* begin Excerpted passage *

Live Safe! Work Smart. June 2016 eNewsletter

for Ontario Teachers

Live Safe! Work Smart! Resources now available on Publications Ontario

The Ministry of Labour has made it easier and faster to access the Live Safe! Work Smart! resources. For your convenience, Live Safe! Work Smart! resources are now available free of charge through Publications Ontario.

Please visit Publications Ontario to create an account and order your resources online. Search “Live Safe! Work Smart!” to select the resources you need. These will be shipped directly to the address you provide.

While you are there, you may wish to explore the many other resources available from Publications Ontario.


Ontario Wins Second Place in National It’s Your Job Video Contest

The It’s Your Job video contest encourages high school students from across the country to create an original video that showcases the importance of working safely on the job.

In April, first place winners from each province and territory were entered to compete in the national It’s Your Job competition. The ten video entries from across Canada were evaluated by a panel of judges: Shirley Hickman, Executive Director of Threads of Life; Jim Hopkins, President of the Canadian Society of Safety Engineering; and Gareth Jones, Acting President and CEO of the Canadian Centre for Occupational Health and Safety (CCOHS).

Canada’s top winners

1st Place ($2,000 for the student and $2,000 for the school):
Safe Work 2016” by Sarah Mohammed and Rain Cahigas
Daniel McIntyre Collegiate Institute, Winnipeg, Manitoba

2nd Place ($1,500 for the student and $1,500 for the school):
Breakdown” by Raagavi Ramenthiran, Jaclyn Chiu, Jessica Gu and Morgan McKay
Markville Secondary School, Markham, Ontario

3rd Place ($1,000 for each team and $1,000 for their school):
Workplace Safety – It’s Your Job” by Shannen Garibay and Maria Himbeault
Clavet Composite School, Clavet, Saskatchewan

The national competition also gave the public a chance to select their Fan Favourite video by voting online via CCOHS‘ Young Workers Zone and Facebook page. A total of 69,358 votes were cast between April 23 and April 29, 2016. This year’s favourite video, winning an additional $1,000, is:

“Workplace Safety – It’s Your Job” by Shannen Garibay and Maria Himbeault
Clavet Composite School Clavet, Saskatchewan

Thank you to all students who submitted videos and congratulations to our winners!

Don’t forget to watch, share, and show the videos in your school or workplace. Visit to see Ontario’s winners!


Preparing Students for Summer Jobs

As we reach the end of the school year, a number of young workers will begin their summer jobs, many for the first time. The best way to help prepare young workers is to educate them on their employment and health and safety rights and responsibilities.

What Young Workers Should Know

The Ministry of Labour offers resources prepared to help employees and employers understand some of the minimum rights and obligations established under the Employment Standards Act, 2000 (ESA) and regulations:

For more information, please visit the Young Workers page on the Ministry of Labour website.

New Video: Know Your Rights

The Ministry of Labour has launched a new educational video entitled Know Your Rights. The video provides viewers with an overview of core employment standards and is designed to help employees and employers understand their rights and obligations under the Employment Standards Act, 2000.

* end Excerpted passage *
* begin Supplied records *

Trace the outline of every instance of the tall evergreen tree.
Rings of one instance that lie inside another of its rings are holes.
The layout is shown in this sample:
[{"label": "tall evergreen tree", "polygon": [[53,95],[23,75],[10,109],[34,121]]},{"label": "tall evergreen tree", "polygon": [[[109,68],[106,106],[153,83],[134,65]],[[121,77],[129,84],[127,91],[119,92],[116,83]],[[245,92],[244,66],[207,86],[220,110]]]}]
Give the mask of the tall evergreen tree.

* end Supplied records *

Task instructions:
- a) Copy the listing above verbatim, every line in its original order.
- b) Extend the Live Safe! Work Smart! newsletter for Ontario teachers by writing what comes next, beginning after its last sentence.

Expected responses:
- a)
Trace the outline of every instance of the tall evergreen tree.
Rings of one instance that lie inside another of its rings are holes.
The layout is shown in this sample:
[{"label": "tall evergreen tree", "polygon": [[53,95],[23,75],[10,109],[34,121]]},{"label": "tall evergreen tree", "polygon": [[[109,68],[106,106],[153,83],[134,65]],[[121,77],[129,84],[127,91],[119,92],[116,83]],[[245,92],[244,66],[207,86],[220,110]]]}]
Give the mask of the tall evergreen tree.

- b)
Know Your Rights is available on Youtube and listed among the other useful videos on the Ministry of Labour video gallery.

New Rules Regarding Tips and Gratuities in the Workplace

On June 10, 2016, new rules around the handling of tips and other gratuities in the workplace came into force.

Examples of tips and other gratuities include: money given to an employee by a customer for a service in the form of cash, credit card or other electronic payment, or gratuity charges that customers are required to pay for service.

  • Employers are allowed to withhold their employees’ tips and other gratuities if they are required by law, court order, or if they’re redistributing the tips amongst staff as part of a tip pool.
  • Employers are also allowed a share of the tip pool if they are owners or part-owners of the business and spend most of their time doing the same work as the employees who earn tips, or employees in other businesses that would normally get tips.
  • Deductions from tips for things like spillage, breakage, losses or damage, etc. are not allowed.

To help protect their rights, students should track the tips they receive and how much they pay into tip pools.

For more information or to access the Ministry of Labour’s Tips and Other Gratuities Guideline and FAQ, please

Keep Young Workers Safe at Work

Ontario’s Occupational Health and Safety Act (OHSA) gives workers rights. It sets out roles and responsibilities for employers, supervisors and workers so they can work together to make workplaces safer.

The Occupational Health and Safety Awareness and Training regulation requires an employer to conduct health and safety awareness training for every worker and supervisor under the OHSA for provincially regulated workplaces.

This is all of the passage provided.